TASK TO COMPLETE:
Exactly as written, retype all of the records that come next.

RECORDS FOR THIS TASK:
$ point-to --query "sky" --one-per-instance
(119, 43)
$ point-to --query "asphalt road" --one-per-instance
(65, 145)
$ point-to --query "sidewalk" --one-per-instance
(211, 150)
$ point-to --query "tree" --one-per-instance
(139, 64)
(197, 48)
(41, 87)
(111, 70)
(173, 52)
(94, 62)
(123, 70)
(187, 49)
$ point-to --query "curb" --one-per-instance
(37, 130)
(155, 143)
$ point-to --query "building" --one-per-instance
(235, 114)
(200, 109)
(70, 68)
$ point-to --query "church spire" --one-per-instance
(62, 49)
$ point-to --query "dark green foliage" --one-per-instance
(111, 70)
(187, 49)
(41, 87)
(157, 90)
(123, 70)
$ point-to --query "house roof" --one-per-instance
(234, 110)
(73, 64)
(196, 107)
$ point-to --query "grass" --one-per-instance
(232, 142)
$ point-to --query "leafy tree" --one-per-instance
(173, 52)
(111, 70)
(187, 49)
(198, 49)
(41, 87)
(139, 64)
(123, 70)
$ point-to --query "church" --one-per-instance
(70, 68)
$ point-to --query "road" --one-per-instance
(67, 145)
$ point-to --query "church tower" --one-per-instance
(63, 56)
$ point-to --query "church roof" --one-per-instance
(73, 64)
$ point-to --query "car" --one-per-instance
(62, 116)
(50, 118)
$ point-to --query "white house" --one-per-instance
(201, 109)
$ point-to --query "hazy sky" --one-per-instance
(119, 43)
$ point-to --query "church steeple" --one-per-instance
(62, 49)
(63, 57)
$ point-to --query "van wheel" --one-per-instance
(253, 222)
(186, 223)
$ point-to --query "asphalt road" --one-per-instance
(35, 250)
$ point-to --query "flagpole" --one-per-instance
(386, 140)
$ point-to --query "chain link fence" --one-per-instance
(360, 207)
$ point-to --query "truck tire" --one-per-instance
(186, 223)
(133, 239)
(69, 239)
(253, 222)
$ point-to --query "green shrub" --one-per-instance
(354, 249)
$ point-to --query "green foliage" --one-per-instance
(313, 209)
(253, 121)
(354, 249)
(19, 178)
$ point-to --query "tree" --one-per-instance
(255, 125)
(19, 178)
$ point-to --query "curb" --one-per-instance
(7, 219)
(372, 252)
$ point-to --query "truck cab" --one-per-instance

YOUR RESPONSE:
$ point-to --query "sky" --one-per-instance
(119, 43)
$ point-to --query "asphalt road" --one-per-instance
(65, 145)
$ point-to --query "sidewalk" --one-per-instance
(211, 150)
$ point-to --query "tree" --one-per-instance
(139, 64)
(197, 48)
(41, 87)
(111, 70)
(173, 52)
(94, 62)
(123, 70)
(187, 49)
$ point-to --query "curb" --one-per-instance
(37, 130)
(155, 143)
$ point-to --query "building" --one-per-instance
(235, 114)
(200, 109)
(70, 68)
$ point-to --query "church spire" --one-per-instance
(62, 49)
$ point-to --query "dark green foliage" --one-per-instance
(111, 70)
(187, 49)
(41, 87)
(157, 90)
(123, 70)
$ point-to --query "house roof" --one-per-instance
(234, 110)
(73, 64)
(196, 107)
$ point-to --query "grass" --one-per-instance
(232, 142)
$ point-to --query "leafy tree" --one-per-instance
(173, 52)
(111, 70)
(187, 49)
(198, 49)
(41, 87)
(139, 64)
(123, 70)
$ point-to --query "church" --one-per-instance
(70, 68)
$ point-to --query "road" --one-per-instance
(67, 145)
$ point-to --query "church tower" --one-per-instance
(63, 56)
$ point-to --query "church roof" --one-per-instance
(73, 64)
$ point-to --query "car" --one-per-instance
(62, 116)
(50, 118)
$ point-to --query "white house" --one-per-instance
(201, 109)
$ point-to --query "hazy sky" --one-per-instance
(119, 43)
$ point-to --query "church steeple" --one-per-instance
(62, 49)
(63, 57)
$ point-to --query "van wheel" --one-per-instance
(253, 222)
(186, 223)
$ point-to --query "asphalt road" --one-per-instance
(35, 250)
$ point-to --query "flagpole" --one-per-instance
(386, 140)
$ point-to --query "chain link fence" --one-per-instance
(360, 207)
$ point-to --query "truck tire" --one-per-instance
(186, 223)
(133, 239)
(69, 239)
(253, 222)
$ point-to --query "green shrub" --one-per-instance
(354, 249)
$ point-to --query "green foliage" --one-per-instance
(313, 209)
(253, 121)
(354, 249)
(19, 178)
$ point-to --query "tree" --one-per-instance
(255, 125)
(19, 178)
$ point-to --query "curb" --one-per-instance
(7, 219)
(372, 252)
$ point-to --query "truck cab" --one-per-instance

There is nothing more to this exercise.